--- Extracted data Enclosed Below ---

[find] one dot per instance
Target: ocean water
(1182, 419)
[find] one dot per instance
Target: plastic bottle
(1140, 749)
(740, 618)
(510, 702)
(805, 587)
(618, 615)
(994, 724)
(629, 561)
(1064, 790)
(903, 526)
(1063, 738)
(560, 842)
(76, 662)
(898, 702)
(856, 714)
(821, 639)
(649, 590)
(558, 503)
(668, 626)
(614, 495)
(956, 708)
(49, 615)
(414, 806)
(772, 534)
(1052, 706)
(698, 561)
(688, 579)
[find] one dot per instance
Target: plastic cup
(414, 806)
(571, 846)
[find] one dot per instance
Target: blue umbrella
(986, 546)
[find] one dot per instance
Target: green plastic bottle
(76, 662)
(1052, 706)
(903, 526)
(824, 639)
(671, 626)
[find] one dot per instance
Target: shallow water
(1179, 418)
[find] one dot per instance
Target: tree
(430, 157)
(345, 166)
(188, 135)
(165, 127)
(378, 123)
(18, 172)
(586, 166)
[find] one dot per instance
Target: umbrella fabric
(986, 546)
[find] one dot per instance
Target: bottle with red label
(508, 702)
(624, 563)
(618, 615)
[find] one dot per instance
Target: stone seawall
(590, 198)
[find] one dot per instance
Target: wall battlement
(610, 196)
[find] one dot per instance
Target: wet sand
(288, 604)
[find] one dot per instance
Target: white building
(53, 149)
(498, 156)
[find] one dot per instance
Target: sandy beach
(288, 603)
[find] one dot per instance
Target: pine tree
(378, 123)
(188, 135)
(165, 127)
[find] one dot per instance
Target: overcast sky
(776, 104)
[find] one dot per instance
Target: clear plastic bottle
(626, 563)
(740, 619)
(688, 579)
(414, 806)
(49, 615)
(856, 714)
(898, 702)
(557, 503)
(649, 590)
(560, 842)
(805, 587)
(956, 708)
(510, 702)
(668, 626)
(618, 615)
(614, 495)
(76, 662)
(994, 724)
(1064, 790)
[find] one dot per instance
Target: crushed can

--- End of Enclosed Extracted data ---

Assignment: Set all of the data down again exactly.

Task answer:
[find] one dot per instance
Target: ocean water
(1182, 419)
[find] one dot per instance
Target: plastic bottle
(1140, 749)
(740, 618)
(510, 702)
(805, 587)
(618, 615)
(994, 724)
(629, 561)
(1064, 790)
(903, 526)
(1063, 738)
(560, 842)
(76, 662)
(898, 702)
(856, 714)
(821, 639)
(649, 590)
(558, 503)
(668, 626)
(614, 495)
(956, 708)
(49, 615)
(414, 806)
(772, 534)
(1052, 706)
(698, 561)
(688, 579)
[find] one dot per instance
Target: plastic cup
(414, 806)
(571, 846)
[find] one dot per instance
Target: blue umbrella
(986, 546)
[find] one dot per instance
Target: green plastic bottle
(76, 662)
(1052, 706)
(903, 526)
(824, 639)
(671, 626)
[find] one dot per instance
Target: shallow water
(1179, 418)
[find] one dot per instance
Target: tree
(430, 157)
(345, 166)
(188, 135)
(165, 127)
(378, 123)
(18, 172)
(586, 166)
[find] one dot per instance
Target: umbrella fabric
(986, 546)
[find] one dot per instance
Target: bottle with red label
(508, 702)
(624, 563)
(618, 615)
[find] one dot per instance
Target: stone seawall
(590, 198)
[find] one dot per instance
Target: wall battlement
(610, 196)
[find] one dot per instance
Target: wet sand
(288, 604)
[find] one dot per instance
Target: white building
(53, 149)
(498, 156)
[find] one dot per instance
Target: sandy beach
(288, 603)
[find] one dot per instance
Target: pine tree
(378, 123)
(188, 135)
(165, 127)
[find] one dot per instance
Target: overcast sky
(776, 104)
[find] one dot per instance
Target: clear plastic bottle
(626, 563)
(740, 619)
(688, 579)
(414, 806)
(49, 615)
(856, 714)
(898, 702)
(557, 503)
(649, 590)
(560, 842)
(805, 587)
(956, 708)
(510, 702)
(668, 626)
(618, 615)
(614, 495)
(76, 662)
(994, 724)
(1064, 790)
[find] one dot per instance
Target: crushed can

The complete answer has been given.